- Document excerpt
- - -
Plus ca change

Here’s an interesting little passage I stumbled on recently.  See if it chimes for you the way it did for me:

“The formula is one of “near-tragedy”.  Four acts of tragic violence and guilt are followed by a fifth act of redemption and innocence regained.  “Near-tragedy” is precisely the compromise of an age which [does] not believe in the finality of evil.  It represents the desire…….to enjoy the privileges of grandeur and intense feeling associated with tragic drama without paying the full price. This price is the recognition of the fact that there are in the world mysteries of injustice, disasters in excess of guilt, and realities which do constant violence to our moral expectations. The mechanism……allows [the hero] to partake of the excitement of evil without bearing the real cost.”

Has this guy nailed the current malaise in Hollywood mainstream, or what??!!

Well…….

Not as such, no.

In fact, this is a quote from George Steiner’s The Death of Tragedy, which I’m re-reading for the first time in about twenty five years.  The book was published in 1961, based on lectures given even earlier, and takes as its subject matter (as you’d probably guess from the title) what has happened to tragic vision in art and literature since the time of Shakespeare.  The excerpt in question deals with the abject failure of the Romantics to carry on the Elizabethan/Jacobean torch in their own attempts at tragedy.  I’ve taken a couple of liberties with the original here to disguise it – [does] was in fact “did”, the elision in the fourth sentence hides the full phrasing “….the desire of the romantics to enjoy…..”, and in the final sentence “The mechanism of timely remorse or redemption through love – the arch-Wagnerian theme – allows the romantic hero to partake….”  It’s not contemporary Hollywood that’s under attack here – Steiner’s talking here mainly about a period from the late eighteenth century and into the nineteenth.

But the cap does fit rather well, doesn’t it.

Anyway, it’s always nice to be reminded that the cultural tectonics you find yourself getting so hot under the collar about are not , in fact, some new and alarming Decay in the State of Things, but more often than not the simple re-iteration of age-old patterns in human behaviour.

What’s of most interest to me, though, re-reading this section of Steiner’s book, is the close parallel in didactics between the Romantics as he describes them and what seems to have happened to Hollywood movie making in the period since the rise of Reagan and, even more intensely, in the last ten years.

According to Steiner, the Romantics insisted on exemplary lessons in their story-telling – the Essential Goodness of Humankind, the Perfectibility of Man, the Redemptive Power of Remorse and Love – despite the corrosively detrimental effect it had on the drama itself, and this was why they failed dismally to produce any decent tragedy to compare with Shakespeare.
- - -
- Given information
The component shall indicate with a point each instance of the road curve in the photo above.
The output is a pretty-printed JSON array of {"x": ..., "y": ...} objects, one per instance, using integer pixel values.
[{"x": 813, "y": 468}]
- - -
- Problem to work on
Please rewrite the paragraph of the post on Steiner that begins "In fact, this is a quote" as a short bulleted list that keeps its main facts.

- Answer to this problem
- The quoted passage comes from George Steiner's The Death of Tragedy, which the writer is re-reading for the first time in about twenty-five years.
- The book was published in 1961, based on even earlier lectures, and examines what has happened to tragic vision in art and literature since Shakespeare.
- The excerpt deals with the Romantics' failure to carry on the Elizabethan/Jacobean torch in their own attempts at tragedy.
- The writer changed the original to disguise it: "[does]" was "did," the elision in the fourth sentence hides "the desire of the romantics to enjoy," and the final sentence read "The mechanism of timely remorse or redemption through love – the arch-Wagnerian theme – allows the romantic hero to partake…."
- Steiner's target is not contemporary Hollywood but mainly a period from the late eighteenth century into the nineteenth.